REQUIRED WORK ->
- 1) From the band history, copy the text from "After five singles" up to and including "Nicholson was drafted.".
- 2) Answer these questions using the band history:
(a) What was the name of the label that released the group's recordings?
(b) Which act did the group open for at the Civic Arena in 1965?
(c) What group did they morph into after disbanding?
- 3) Continue the band history from the point where it ends.

+++ SOURCE PASSAGE +++

They were a big draw on the local circuit, and were regulars at Elizabeth's Night Train teen club, conveniently owned by TL. They were kinda a pop group, playing in a British Invasion style, although the WMCK recordings were crude enough to qualify as garage rock. Their label was Sherry, Lee's personal wax domain.

One of their first singles was 1965's cover of the Golliwogs's (later to be known as CCR) "Fight Fire" b/w "Get Away Girl", issued after they released a version of "Apache" b/w "This Love Of Ours" (#196).

They scored a local hit with "Love Is Tuff" (#200), and "Mr. Sad" got some Pittsburgh airtime, too, as did "Two Tymes Too" and "You're The One." The highlight of their career was opening at the Civic Arena in 1965 for the Rolling Stones.

After five singles and an album ("The Fantastic Dee-Jays," Stone #44, 1966, reissued on EVA #1202 in 1983 and Millenia in 1996), the group disbanded and morphed into the Swamp Rats when Junecko went to college and Nicholson was drafted.

+++ RECORDED INFORMATION +++

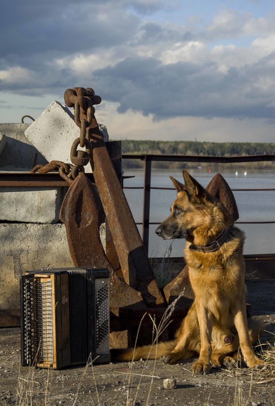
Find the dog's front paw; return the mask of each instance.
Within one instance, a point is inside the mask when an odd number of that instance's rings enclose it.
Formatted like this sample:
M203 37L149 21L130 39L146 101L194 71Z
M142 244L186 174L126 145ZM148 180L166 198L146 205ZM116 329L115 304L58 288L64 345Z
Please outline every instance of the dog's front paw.
M194 362L192 370L194 375L202 375L203 374L209 374L211 369L210 362L202 362L197 361Z
M236 361L232 357L225 357L223 360L223 364L229 370L237 366Z

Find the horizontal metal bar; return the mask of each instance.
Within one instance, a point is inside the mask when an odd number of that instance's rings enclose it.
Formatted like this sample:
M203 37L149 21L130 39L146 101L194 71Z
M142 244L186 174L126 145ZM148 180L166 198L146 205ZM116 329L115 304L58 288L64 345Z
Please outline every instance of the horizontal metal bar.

+++

ANSWERS TO EACH TASK ->
- 1)
After five singles and an album ("The Fantastic Dee-Jays," Stone #44, 1966, reissued on EVA #1202 in 1983 and Millenia in 1996), the group disbanded and morphed into the Swamp Rats when Junecko went to college and Nicholson was drafted.

- 2)
(a) Sherry
(b) The Rolling Stones
(c) The Swamp Rats

- 3)
The full line-up was now Dick Newton, Donny Shriner and Dave Gannon. Bob Hocko of McKeesport trio The Chains and Paul Shalako would later join the group as replacement players.

Newton left the Rats when he bumped heads with TL, who wanted the group to stick to tried and true covers while he wanted to write more original stuff. Newton also had a clash with Hocko, who was looking for a harder edge for the Rats.

Harder edge? They became the godfathers of punk in Pittsburgh. The Rats played twin fuzzed guitars, drums and no bass (the Dee-Jay's never used a bass, either.)

Their first record, "Louie Louie"/"Hey Joe," was grunge at its' best. They did a version of "Psycho" (St. Clair 2222) that made the Sonics sound like the Mormon Tabernacle Choir. Many compare their sound to the Stooges and the MC5.

Lee eventually dropped the rockers from his roster. Punk didn't fit in with the mainstream TL sound, and the Rats didn't move much wax, working for the tiny St. Clair label. According to local lore, Lee signed the band over to Nick Cenci for an audition spot for "Come Alive," a TV dance show Lee would host.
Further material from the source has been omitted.